_What is expected_
Every line in the records below between the one holding "<point>424,96</point>" and the one holding "<point>521,201</point>", inclusive, is to be set down exactly; all other lines are to be left out.

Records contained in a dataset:
# # #
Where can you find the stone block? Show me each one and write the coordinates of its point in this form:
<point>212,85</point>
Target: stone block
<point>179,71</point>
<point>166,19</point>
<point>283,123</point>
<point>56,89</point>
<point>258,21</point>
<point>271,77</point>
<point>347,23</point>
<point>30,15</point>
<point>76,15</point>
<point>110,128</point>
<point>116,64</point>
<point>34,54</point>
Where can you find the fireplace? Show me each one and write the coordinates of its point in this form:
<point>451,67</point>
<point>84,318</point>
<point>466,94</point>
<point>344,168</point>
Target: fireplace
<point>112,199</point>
# # #
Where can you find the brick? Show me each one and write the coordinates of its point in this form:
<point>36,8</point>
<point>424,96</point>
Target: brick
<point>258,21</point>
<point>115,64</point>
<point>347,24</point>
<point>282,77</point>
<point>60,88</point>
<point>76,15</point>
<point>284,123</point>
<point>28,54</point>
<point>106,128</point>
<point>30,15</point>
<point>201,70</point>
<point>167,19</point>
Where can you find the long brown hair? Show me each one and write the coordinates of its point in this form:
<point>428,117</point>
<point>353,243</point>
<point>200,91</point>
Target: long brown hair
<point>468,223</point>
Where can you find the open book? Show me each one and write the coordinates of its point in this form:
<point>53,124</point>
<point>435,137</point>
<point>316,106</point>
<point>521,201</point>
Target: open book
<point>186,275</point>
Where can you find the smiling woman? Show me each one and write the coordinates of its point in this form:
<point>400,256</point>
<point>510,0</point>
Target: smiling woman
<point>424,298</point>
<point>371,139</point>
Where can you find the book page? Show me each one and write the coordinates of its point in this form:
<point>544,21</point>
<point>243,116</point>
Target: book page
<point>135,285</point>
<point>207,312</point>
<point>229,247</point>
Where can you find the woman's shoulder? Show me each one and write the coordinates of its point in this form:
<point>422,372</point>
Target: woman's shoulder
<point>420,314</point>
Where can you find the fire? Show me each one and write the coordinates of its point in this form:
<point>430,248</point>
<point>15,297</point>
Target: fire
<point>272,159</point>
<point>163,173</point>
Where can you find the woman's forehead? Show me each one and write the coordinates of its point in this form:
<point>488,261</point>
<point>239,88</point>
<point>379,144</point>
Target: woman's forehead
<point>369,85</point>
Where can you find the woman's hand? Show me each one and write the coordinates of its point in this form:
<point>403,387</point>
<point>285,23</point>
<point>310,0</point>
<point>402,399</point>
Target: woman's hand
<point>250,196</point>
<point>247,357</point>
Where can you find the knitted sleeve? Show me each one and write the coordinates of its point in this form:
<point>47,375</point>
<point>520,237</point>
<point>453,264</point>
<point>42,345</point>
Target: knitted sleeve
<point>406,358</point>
# # #
_Task response_
<point>424,96</point>
Target: brick
<point>258,21</point>
<point>115,64</point>
<point>347,24</point>
<point>282,77</point>
<point>60,88</point>
<point>76,15</point>
<point>284,123</point>
<point>28,54</point>
<point>106,128</point>
<point>30,15</point>
<point>201,70</point>
<point>167,19</point>
Where can you find the long brown hair? Show me each one and write the coordinates of its point in this form:
<point>428,117</point>
<point>353,243</point>
<point>200,91</point>
Target: long brown hair
<point>468,223</point>
Where can you find the open book? Show me each one and write the coordinates of its point in this form:
<point>53,124</point>
<point>435,137</point>
<point>316,106</point>
<point>521,201</point>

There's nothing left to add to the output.